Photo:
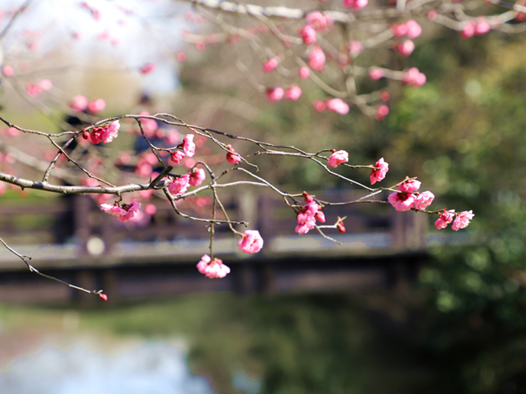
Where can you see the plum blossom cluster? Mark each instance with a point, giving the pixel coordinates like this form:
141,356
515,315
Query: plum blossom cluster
106,133
123,212
212,268
308,215
408,197
461,220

■ **AIM OF THE EXERCISE**:
Please reproduce every line of the entries above verbatim, omitting the pictures.

■ **WRITTEN SOLUTION**:
Photo:
Where can you see the plum blossom cluster? Mark each instance with a point, giving the pixel coordinates like this form:
141,356
515,315
Query: plum blossom cluster
106,133
123,212
212,268
308,215
408,197
461,220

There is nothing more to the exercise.